Passage to read:

··········

The old Latin saying "Caveat Emptor" goes to show that this trope is Older Than Feudalism. Fables about fools purchasing worthless junk at a premium can be found around the world.

The Trope Namer is a Middle Ages confidence trick wherein a con artist would sell somebody what is supposed to be a suckling pig in a sack or poke. In fact the hidden meat would be a cat. The same con gives us the phrase "to let the cat out of the bag". Known in Spanish as "dar gato por liebre" (giving a cat instead of a hare) after the Medieval practice of selling cats instead of hares for food. Unlike the pig, hares and cats look quite similar when skinned.

A Pig In A Poke that specifically uses illegal items, resulting in the buyer having no way to involve the authorities without getting in trouble themselves, is a Beat Bag.

If the seller shows you what he's selling, but then uses sleight of hand so that isn't what you actually get, its Good for Bad.

Compare Violin Scam, where the buyer is convinced that he's scamming the seller by the seller's confederate.

Examples of Pig in a Poke include:

Film

  • The basic plot of Burn After Reading is that a few morons blackmail the CIA into buying one of these.

Literature

  • In 'Harry Potter, leprechaun's gold vanishes shortly after you pick it up, rendering it completely worthless except for screwing over people you owe money to (which is exactly what it gets used for).
  • Conversed in Neil Gaiman's American Gods: Wednesday is talking about some of his favorite grifts, one of which involves a violin, two grifters, and an upper-class waiter as The Mark.
  • In Roughing It, Mark Twain describes a common type I: combing an otherwise worthless mine for one tiny chunk of rock containing silver or gold, presenting it to the assay office as an "average" sample, then selling shares in the now grossly overvalued mine.
  • This is one of Moist von Lipwig's preferred grifts. He likes to set people up to think they're ripping him off. You can't fool an honest man, which is why Moist never tries.
  • One back-cover blurb for Andre Norton's Sargasso of Space actually described the trade contract for the planet Limbo as a "cosmic pig-in-a-poke." When the crew of the Free Trader Solar Queen "unwrapped" it, they found the government's Survey service had sold them trade rights to a planet that'd been heavily nuked at some time in the distant past. It was unlikely to have any inhabitants with whom they could make deals....

Live-Action TV

  • Haven has a variation in between Type 1 and 2. Duke presents a chef with a box containing an exotic ingredient and names a price. The chef then has to decide if he wants to buy the item without seeing it first. Duke knows what the item is worth but he is not really scamming the chef. They are old friends and it's a game they have been playing for years. Sometimes Duke will overprice the item and sometime he will underprice it, making sure that his friend will not feel taken advantage of.

Music

  • This comes up in the folk song "Quare Bungle Rye." Jack thinks he's getting good whiskey, but the seller slips him a baby in a basket instead and runs off.

Tabletop Games

  • Magic: The Gathering
    • One can purchase old Arabian Nights boosters, albeit at a hefty price. However, from time to time, these packs contain as their "rare" one of the five most common cards in the game, a Mountain, in which case you just threw away about $200. Congratulations.
    • The practice of auctioning repacks on eBay involves a large bundle of otherwise-unsellable cards, with a few high-value rares purportedly thrown in, which is then divided up into booster-sized repacks and sold off for up to a couple of dollars each. Needless to say, anyone buying these repacks is quite a trusting individual.

Video Games

  • Knights of the Old Republic II contains a type II example: a salvager tries to sell you a holocron for 500 credits. When you ask to see it, he says that it doesn't work that way: he doesn't know the item's real value, so you would both be gambling on this deal. (it turns out to be fake)

Western Animation

  • In South Park when the boys are involved in a tooth fairy scam, Butters buys what he was told were Chinese teeth, but are actually cat teeth.

··········

Problem to solve: Reproduce the passage on the Pig in a Poke trope word for word, starting with "If the seller" and going on through "one of these.".

Input data:
··········

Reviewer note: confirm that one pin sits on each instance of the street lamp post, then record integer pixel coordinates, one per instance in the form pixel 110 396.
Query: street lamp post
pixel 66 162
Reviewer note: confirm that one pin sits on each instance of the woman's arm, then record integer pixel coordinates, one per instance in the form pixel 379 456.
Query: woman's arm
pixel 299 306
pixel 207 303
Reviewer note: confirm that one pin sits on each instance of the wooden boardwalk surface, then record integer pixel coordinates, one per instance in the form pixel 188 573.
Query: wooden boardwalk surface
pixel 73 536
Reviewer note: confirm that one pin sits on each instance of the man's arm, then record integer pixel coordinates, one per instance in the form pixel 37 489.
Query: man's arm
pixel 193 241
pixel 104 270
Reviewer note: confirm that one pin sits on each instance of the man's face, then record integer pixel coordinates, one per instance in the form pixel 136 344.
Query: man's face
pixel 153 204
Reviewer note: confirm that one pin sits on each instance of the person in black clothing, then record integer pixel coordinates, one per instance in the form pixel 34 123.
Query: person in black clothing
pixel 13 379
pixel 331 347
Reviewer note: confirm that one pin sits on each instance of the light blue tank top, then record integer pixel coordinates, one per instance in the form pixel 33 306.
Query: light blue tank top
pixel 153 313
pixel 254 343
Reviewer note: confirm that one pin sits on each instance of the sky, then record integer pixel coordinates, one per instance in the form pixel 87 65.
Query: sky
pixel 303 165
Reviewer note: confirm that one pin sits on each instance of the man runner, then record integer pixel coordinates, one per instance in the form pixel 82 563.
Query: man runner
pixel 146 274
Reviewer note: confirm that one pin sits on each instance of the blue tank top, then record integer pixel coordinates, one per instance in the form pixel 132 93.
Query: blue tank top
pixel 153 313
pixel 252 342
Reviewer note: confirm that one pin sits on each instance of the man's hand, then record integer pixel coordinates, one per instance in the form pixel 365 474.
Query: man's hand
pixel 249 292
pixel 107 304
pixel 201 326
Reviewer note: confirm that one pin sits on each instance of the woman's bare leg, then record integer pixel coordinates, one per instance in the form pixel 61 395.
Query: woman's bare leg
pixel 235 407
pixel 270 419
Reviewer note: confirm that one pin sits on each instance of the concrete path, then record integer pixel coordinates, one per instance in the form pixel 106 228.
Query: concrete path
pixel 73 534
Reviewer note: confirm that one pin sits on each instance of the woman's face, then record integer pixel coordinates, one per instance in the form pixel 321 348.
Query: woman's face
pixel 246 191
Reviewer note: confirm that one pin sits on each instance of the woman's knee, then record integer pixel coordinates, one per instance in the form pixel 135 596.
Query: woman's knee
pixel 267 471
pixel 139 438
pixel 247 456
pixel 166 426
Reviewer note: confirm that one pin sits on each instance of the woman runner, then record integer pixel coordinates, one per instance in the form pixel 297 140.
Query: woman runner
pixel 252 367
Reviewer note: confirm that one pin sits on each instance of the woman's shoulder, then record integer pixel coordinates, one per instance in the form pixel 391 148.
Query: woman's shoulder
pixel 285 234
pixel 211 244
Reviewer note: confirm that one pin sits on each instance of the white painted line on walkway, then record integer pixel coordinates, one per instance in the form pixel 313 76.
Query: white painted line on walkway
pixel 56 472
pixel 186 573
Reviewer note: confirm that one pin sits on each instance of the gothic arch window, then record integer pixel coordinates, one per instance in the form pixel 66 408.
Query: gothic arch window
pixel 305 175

··········

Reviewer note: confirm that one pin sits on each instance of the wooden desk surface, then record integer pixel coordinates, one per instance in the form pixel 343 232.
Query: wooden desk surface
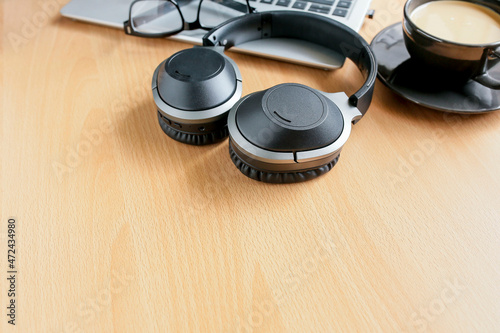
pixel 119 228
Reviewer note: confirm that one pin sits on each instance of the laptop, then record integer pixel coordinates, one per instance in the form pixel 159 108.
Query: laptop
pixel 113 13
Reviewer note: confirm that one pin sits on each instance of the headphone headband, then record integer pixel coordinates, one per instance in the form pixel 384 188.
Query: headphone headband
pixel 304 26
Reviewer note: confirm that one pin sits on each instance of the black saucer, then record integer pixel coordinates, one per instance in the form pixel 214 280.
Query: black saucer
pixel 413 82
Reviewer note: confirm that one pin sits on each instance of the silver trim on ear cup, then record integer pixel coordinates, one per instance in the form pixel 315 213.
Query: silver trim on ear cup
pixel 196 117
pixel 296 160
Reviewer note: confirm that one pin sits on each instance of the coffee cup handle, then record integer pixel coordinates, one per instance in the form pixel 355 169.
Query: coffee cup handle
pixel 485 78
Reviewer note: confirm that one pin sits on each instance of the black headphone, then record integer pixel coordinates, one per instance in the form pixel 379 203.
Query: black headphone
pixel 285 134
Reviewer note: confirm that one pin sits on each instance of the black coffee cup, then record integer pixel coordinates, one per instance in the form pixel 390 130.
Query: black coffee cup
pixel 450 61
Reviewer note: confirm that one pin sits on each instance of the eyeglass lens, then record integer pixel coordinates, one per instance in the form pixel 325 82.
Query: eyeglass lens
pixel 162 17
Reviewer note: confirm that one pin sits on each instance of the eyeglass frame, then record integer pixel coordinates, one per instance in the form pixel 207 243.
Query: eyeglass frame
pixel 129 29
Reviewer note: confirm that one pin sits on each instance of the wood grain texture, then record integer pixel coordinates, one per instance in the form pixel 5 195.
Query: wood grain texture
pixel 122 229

··········

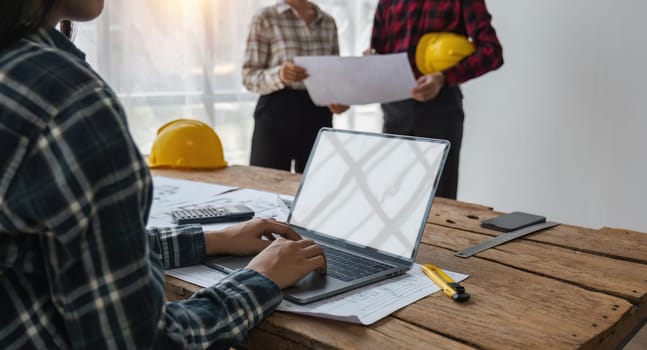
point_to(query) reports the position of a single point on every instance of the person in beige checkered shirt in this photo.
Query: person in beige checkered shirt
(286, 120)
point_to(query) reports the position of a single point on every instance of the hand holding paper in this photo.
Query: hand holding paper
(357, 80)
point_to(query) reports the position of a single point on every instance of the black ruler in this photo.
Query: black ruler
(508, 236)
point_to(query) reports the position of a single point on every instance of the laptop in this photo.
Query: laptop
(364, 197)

··········

Exercise answer:
If the seller shows you what he's selling, but then uses sleight of hand so that isn't what you actually get, its Good for Bad.

Compare Violin Scam, where the buyer is convinced that he's scamming the seller by the seller's confederate.

Examples of Pig in a Poke include:

Film

  • The basic plot of Burn After Reading is that a few morons blackmail the CIA into buying one of these.